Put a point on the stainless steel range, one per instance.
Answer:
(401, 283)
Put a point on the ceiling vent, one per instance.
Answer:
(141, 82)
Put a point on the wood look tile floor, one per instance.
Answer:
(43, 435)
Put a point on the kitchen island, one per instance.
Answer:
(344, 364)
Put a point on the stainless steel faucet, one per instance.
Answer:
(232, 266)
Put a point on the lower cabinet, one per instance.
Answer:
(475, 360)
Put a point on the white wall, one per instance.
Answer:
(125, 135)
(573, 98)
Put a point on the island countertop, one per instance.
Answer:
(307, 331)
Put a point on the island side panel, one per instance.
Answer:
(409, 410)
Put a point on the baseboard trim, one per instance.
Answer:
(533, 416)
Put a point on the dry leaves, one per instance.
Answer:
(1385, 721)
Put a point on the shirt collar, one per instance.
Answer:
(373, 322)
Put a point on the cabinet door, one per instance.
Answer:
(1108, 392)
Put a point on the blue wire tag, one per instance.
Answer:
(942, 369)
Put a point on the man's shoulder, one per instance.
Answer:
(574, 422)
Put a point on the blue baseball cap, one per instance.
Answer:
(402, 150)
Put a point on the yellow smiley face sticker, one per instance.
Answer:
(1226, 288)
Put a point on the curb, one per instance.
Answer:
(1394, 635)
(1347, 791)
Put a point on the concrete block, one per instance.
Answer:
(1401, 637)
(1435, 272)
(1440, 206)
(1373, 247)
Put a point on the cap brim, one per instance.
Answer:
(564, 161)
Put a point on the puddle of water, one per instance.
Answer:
------------------------------------------------------------------------
--- DIRECTION ---
Turn all of the material above into a Markdown table with a Row column for the line number and a Line column for the line itself. Leave out blank lines.

--- ANSWER TO THE EXERCISE ---
| Row | Line |
|---|---|
| 1 | Put a point on the stainless steel range, one per instance. |
| 2 | Answer: |
| 3 | (401, 283) |
| 4 | Put a point on the ceiling vent, one per instance. |
| 5 | Answer: |
| 6 | (141, 82) |
| 7 | Put a point on the wood look tile floor, one per instance. |
| 8 | Answer: |
| 9 | (43, 435) |
| 10 | Put a point on the kitchen island, one per instance. |
| 11 | Answer: |
| 12 | (344, 364) |
| 13 | Put a point on the stainless steel faucet, one per instance. |
| 14 | Answer: |
| 15 | (232, 266) |
| 16 | Put a point on the lower cabinet, one per instance. |
| 17 | Answer: |
| 18 | (475, 360) |
| 19 | Put a point on the white wall, one per instance. |
| 20 | Answer: |
| 21 | (125, 135) |
| 22 | (573, 98) |
| 23 | Put a point on the island countertop, one per instance. |
| 24 | Answer: |
| 25 | (307, 331) |
| 26 | Put a point on the island side panel, one per instance. |
| 27 | Answer: |
| 28 | (409, 410) |
| 29 | Put a point on the baseboard trim, one per instance. |
| 30 | Answer: |
| 31 | (533, 416) |
| 32 | Put a point on the dry leaves, one per instance. |
| 33 | Answer: |
| 34 | (1385, 721) |
| 35 | Put a point on the shirt collar, one per instance. |
| 36 | Answer: |
| 37 | (373, 322) |
| 38 | Put a point on the cabinet door, one per instance. |
| 39 | Answer: |
| 40 | (1108, 392) |
| 41 | Put a point on the blue wire tag, one per instance. |
| 42 | Answer: |
| 43 | (942, 369) |
| 44 | Put a point on the man's shoulder, one per instance. |
| 45 | Answer: |
| 46 | (574, 422) |
| 47 | Put a point on the blue baseball cap, one per instance. |
| 48 | Answer: |
| 49 | (402, 150) |
| 50 | Put a point on the yellow smiley face sticker, one per instance. |
| 51 | Answer: |
| 52 | (1226, 288) |
| 53 | Put a point on the curb, one per instance. |
| 54 | Answer: |
| 55 | (1394, 635) |
| 56 | (1347, 791) |
| 57 | Put a point on the concrete block, one per instance. |
| 58 | Answer: |
| 59 | (1401, 637) |
| 60 | (1435, 272) |
| 61 | (1440, 206) |
| 62 | (1373, 247) |
| 63 | Put a point on the cap brim, one per instance. |
| 64 | Answer: |
| 65 | (564, 161) |
| 66 | Put a point on the puddle of water, one per instance. |
| 67 | Answer: |